→ **Task prompt**:
Please format all of the data below as a two-column CSV with the header instruction,regions and one row for each text and its answer. Put each in a single quoted field, with line breaks replaced by spaces.

··· Dataset rows ···

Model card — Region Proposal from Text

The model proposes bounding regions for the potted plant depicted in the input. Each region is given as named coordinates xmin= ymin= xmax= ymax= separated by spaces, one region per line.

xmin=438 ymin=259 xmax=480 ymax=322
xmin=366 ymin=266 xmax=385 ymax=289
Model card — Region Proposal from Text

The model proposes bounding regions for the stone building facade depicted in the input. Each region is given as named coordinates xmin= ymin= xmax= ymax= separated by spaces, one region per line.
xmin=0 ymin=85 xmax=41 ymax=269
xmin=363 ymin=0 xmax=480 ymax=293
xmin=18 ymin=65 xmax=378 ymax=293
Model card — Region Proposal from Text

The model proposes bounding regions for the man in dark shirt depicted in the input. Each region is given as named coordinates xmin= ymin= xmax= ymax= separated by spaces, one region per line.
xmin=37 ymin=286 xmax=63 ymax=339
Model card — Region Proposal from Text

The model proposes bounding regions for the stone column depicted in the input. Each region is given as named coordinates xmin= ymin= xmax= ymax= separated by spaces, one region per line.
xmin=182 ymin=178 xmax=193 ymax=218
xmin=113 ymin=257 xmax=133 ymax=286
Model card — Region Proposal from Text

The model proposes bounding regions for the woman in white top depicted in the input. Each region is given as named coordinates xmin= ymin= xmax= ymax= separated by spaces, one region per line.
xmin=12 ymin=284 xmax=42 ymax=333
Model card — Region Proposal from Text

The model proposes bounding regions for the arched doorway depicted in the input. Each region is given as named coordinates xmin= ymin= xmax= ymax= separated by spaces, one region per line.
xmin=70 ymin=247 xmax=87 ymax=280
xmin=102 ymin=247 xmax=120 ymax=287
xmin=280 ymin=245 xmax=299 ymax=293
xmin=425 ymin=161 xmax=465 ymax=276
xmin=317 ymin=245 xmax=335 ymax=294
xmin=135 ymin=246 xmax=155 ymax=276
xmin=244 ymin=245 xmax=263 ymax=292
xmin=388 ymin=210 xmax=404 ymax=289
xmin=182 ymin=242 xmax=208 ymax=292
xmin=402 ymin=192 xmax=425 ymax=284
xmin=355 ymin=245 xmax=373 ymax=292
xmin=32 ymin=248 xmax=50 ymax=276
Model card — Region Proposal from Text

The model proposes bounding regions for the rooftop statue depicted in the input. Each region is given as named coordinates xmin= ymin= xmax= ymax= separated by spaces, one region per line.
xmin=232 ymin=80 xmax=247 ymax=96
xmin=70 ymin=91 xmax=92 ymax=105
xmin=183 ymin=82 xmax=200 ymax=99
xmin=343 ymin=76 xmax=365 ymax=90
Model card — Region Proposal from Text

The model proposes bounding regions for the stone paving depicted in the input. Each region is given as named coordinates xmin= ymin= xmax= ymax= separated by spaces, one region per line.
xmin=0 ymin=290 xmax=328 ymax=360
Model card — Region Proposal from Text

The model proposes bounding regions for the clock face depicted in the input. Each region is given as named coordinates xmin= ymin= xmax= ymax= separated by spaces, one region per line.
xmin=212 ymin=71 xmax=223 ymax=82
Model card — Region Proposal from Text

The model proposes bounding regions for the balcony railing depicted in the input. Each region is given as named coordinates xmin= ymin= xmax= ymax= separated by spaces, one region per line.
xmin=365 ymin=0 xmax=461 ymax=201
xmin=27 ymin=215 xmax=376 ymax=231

···

→ **Exercise solution**:
instruction,regions
"Model card — Region Proposal from Text The model proposes bounding regions for the potted plant depicted in the input. Each region is given as named coordinates xmin= ymin= xmax= ymax= separated by spaces, one region per line.","xmin=438 ymin=259 xmax=480 ymax=322 xmin=366 ymin=266 xmax=385 ymax=289"
"Model card — Region Proposal from Text The model proposes bounding regions for the stone building facade depicted in the input. Each region is given as named coordinates xmin= ymin= xmax= ymax= separated by spaces, one region per line.","xmin=0 ymin=85 xmax=41 ymax=269 xmin=363 ymin=0 xmax=480 ymax=293 xmin=18 ymin=65 xmax=378 ymax=293"
"Model card — Region Proposal from Text The model proposes bounding regions for the man in dark shirt depicted in the input. Each region is given as named coordinates xmin= ymin= xmax= ymax= separated by spaces, one region per line.","xmin=37 ymin=286 xmax=63 ymax=339"
"Model card — Region Proposal from Text The model proposes bounding regions for the stone column depicted in the input. Each region is given as named coordinates xmin= ymin= xmax= ymax= separated by spaces, one region per line.","xmin=182 ymin=178 xmax=193 ymax=218 xmin=113 ymin=257 xmax=133 ymax=286"
"Model card — Region Proposal from Text The model proposes bounding regions for the woman in white top depicted in the input. Each region is given as named coordinates xmin= ymin= xmax= ymax= separated by spaces, one region per line.","xmin=12 ymin=284 xmax=42 ymax=333"
"Model card — Region Proposal from Text The model proposes bounding regions for the arched doorway depicted in the input. Each region is given as named coordinates xmin= ymin= xmax= ymax= separated by spaces, one region per line.","xmin=70 ymin=247 xmax=87 ymax=280 xmin=102 ymin=247 xmax=120 ymax=287 xmin=280 ymin=245 xmax=299 ymax=293 xmin=425 ymin=161 xmax=465 ymax=276 xmin=317 ymin=245 xmax=335 ymax=294 xmin=135 ymin=246 xmax=155 ymax=276 xmin=244 ymin=245 xmax=263 ymax=292 xmin=388 ymin=210 xmax=404 ymax=289 xmin=182 ymin=242 xmax=208 ymax=292 xmin=402 ymin=192 xmax=425 ymax=284 xmin=355 ymin=245 xmax=373 ymax=292 xmin=32 ymin=248 xmax=50 ymax=276"
"Model card — Region Proposal from Text The model proposes bounding regions for the rooftop statue depicted in the input. Each region is given as named coordinates xmin= ymin= xmax= ymax= separated by spaces, one region per line.","xmin=232 ymin=80 xmax=247 ymax=96 xmin=70 ymin=91 xmax=92 ymax=105 xmin=183 ymin=82 xmax=200 ymax=99 xmin=343 ymin=76 xmax=365 ymax=90"
"Model card — Region Proposal from Text The model proposes bounding regions for the stone paving depicted in the input. Each region is given as named coordinates xmin= ymin= xmax= ymax= separated by spaces, one region per line.","xmin=0 ymin=290 xmax=328 ymax=360"
"Model card — Region Proposal from Text The model proposes bounding regions for the clock face depicted in the input. Each region is given as named coordinates xmin= ymin= xmax= ymax= separated by spaces, one region per line.","xmin=212 ymin=71 xmax=223 ymax=82"
"Model card — Region Proposal from Text The model proposes bounding regions for the balcony railing depicted in the input. Each region is given as named coordinates xmin= ymin= xmax= ymax= separated by spaces, one region per line.","xmin=365 ymin=0 xmax=461 ymax=201 xmin=27 ymin=215 xmax=376 ymax=231"